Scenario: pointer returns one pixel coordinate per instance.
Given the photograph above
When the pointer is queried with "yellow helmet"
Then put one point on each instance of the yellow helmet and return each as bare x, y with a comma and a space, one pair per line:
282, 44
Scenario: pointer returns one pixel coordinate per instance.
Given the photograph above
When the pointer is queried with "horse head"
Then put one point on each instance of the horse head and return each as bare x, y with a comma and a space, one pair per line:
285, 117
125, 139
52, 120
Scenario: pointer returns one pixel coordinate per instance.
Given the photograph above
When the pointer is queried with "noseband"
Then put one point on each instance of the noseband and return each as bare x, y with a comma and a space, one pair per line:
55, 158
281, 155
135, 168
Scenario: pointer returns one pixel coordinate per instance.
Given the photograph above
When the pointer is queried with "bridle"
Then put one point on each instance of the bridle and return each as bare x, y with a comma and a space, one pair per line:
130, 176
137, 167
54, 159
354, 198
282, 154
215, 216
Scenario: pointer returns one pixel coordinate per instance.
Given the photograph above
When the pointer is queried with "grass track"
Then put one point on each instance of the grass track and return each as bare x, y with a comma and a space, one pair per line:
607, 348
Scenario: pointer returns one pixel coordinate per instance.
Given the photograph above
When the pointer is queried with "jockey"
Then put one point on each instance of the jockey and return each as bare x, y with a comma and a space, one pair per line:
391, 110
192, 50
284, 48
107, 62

* * *

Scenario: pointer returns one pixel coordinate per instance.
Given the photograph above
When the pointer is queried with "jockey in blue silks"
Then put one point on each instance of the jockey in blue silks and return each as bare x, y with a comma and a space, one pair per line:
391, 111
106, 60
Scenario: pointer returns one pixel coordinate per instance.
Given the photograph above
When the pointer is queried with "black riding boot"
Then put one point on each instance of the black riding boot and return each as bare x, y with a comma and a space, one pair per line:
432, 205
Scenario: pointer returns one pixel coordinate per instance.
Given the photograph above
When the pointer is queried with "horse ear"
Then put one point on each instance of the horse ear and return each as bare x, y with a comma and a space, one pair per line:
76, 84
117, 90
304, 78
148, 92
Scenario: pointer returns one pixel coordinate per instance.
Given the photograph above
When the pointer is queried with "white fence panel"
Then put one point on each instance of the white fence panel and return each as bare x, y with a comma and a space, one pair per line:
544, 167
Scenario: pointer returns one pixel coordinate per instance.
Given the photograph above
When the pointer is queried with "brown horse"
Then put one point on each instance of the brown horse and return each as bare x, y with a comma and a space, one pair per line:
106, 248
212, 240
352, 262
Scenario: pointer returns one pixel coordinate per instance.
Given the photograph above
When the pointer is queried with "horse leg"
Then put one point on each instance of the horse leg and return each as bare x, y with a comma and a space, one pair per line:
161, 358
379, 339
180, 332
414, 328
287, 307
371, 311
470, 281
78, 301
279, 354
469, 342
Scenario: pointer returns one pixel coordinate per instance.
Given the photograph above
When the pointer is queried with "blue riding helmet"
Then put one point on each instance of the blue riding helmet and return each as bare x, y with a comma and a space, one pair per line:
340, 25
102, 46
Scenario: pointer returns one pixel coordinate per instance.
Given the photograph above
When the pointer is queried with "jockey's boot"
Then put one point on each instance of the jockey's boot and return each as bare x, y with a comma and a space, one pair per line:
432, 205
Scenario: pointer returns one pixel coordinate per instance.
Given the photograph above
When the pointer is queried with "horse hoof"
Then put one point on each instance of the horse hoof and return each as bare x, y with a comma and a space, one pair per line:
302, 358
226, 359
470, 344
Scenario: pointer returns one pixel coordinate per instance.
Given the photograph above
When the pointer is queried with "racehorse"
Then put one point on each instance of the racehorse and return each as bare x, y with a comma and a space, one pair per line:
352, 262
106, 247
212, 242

==

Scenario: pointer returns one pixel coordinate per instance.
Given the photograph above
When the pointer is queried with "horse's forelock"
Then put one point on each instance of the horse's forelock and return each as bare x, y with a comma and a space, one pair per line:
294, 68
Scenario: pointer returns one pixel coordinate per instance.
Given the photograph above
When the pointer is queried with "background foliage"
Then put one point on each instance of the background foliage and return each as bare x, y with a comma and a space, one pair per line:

◆ Exercise ◆
Pull out every line of the records above that contains the word "yellow", matching case exactly, and copy each one in full.

◆ Result of the exercise ◆
When the pointer is queried with "yellow helmet"
Then put one point on each instance of the yellow helmet and return each as bare x, y with a comma and a space, one pair per line:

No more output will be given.